### Work to complete
Below are some entries. Count the lines where "phrase" appears and state only that number.

### Data
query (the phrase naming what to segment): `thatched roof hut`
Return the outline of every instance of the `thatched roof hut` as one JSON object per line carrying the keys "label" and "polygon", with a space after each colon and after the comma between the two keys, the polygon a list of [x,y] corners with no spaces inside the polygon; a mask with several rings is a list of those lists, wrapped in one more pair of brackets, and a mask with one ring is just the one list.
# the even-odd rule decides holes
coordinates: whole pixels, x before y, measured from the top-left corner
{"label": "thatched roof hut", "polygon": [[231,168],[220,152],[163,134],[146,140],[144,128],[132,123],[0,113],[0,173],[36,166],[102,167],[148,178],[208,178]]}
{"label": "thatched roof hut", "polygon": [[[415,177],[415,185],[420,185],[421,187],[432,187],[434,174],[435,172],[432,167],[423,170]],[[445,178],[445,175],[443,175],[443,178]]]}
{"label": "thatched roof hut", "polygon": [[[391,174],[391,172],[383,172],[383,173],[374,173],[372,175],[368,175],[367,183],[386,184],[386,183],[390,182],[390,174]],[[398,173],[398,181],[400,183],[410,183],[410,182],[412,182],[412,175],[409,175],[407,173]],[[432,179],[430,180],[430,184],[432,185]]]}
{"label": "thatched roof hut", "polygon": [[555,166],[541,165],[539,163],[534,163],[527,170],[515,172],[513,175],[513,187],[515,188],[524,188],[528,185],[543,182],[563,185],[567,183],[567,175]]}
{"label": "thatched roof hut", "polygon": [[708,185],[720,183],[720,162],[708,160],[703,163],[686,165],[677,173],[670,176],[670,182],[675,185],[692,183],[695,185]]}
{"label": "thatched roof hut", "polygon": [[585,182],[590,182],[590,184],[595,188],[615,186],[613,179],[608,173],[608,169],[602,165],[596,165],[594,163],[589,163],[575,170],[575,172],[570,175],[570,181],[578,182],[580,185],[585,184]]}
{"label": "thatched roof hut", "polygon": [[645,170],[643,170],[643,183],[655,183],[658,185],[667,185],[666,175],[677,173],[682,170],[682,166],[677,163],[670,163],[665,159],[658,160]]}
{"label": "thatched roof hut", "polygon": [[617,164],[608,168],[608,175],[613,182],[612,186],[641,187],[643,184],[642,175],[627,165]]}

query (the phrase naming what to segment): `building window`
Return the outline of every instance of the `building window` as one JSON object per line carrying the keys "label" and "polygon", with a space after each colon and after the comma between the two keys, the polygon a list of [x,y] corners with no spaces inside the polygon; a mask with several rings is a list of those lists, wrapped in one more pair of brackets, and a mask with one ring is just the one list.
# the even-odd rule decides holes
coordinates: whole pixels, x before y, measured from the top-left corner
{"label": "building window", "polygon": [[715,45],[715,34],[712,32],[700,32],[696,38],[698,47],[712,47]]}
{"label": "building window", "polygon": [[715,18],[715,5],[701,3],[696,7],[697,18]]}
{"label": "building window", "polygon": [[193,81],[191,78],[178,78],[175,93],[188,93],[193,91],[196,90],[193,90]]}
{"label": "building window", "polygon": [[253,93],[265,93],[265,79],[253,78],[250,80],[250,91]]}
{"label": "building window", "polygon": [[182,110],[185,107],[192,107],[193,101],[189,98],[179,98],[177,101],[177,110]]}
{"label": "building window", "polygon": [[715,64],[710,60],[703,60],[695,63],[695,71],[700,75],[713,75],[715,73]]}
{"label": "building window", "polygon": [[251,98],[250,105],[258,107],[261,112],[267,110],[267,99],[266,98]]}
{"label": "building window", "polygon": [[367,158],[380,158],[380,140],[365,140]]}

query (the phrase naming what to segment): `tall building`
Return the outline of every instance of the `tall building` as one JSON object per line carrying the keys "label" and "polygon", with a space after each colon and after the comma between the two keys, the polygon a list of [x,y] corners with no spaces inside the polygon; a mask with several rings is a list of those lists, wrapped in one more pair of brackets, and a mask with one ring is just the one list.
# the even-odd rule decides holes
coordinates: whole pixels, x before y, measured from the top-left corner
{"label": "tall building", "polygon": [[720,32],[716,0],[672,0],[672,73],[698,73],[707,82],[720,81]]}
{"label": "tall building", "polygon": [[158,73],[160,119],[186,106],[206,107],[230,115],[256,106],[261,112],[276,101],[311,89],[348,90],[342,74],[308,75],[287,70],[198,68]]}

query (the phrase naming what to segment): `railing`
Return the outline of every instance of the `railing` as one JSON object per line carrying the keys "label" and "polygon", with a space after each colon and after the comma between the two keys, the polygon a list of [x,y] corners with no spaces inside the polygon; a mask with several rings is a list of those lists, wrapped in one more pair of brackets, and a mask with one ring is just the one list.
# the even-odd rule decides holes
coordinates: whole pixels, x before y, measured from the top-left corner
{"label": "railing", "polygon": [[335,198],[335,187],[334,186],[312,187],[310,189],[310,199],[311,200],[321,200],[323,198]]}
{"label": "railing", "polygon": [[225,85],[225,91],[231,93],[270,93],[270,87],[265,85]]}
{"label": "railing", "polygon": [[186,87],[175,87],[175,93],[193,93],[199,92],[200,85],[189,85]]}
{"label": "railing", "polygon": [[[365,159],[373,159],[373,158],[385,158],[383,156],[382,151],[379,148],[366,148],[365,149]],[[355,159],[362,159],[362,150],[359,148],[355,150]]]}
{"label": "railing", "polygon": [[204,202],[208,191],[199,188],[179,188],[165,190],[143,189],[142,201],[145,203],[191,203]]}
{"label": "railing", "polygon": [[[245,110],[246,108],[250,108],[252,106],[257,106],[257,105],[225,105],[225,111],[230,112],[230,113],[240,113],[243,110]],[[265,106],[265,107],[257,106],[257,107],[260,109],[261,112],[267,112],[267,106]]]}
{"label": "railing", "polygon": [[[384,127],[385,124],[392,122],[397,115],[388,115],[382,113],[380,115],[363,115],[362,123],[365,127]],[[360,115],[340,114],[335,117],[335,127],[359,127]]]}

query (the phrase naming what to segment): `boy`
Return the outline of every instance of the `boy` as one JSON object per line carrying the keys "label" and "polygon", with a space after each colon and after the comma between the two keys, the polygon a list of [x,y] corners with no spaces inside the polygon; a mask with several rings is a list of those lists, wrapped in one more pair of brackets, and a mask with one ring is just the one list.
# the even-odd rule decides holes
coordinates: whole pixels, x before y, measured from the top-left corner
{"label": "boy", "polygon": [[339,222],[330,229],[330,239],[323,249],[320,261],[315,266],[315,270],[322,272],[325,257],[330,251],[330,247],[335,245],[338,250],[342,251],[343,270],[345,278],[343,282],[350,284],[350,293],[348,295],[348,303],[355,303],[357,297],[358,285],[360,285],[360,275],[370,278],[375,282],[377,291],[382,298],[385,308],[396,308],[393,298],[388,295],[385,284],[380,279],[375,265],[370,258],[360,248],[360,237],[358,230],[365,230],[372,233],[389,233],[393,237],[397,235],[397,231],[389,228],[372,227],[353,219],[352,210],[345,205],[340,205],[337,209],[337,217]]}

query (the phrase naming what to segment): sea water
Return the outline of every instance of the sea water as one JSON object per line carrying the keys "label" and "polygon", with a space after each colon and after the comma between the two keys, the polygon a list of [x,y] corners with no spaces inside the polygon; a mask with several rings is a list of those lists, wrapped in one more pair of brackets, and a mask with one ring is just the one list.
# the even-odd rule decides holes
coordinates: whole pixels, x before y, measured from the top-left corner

### Answer section
6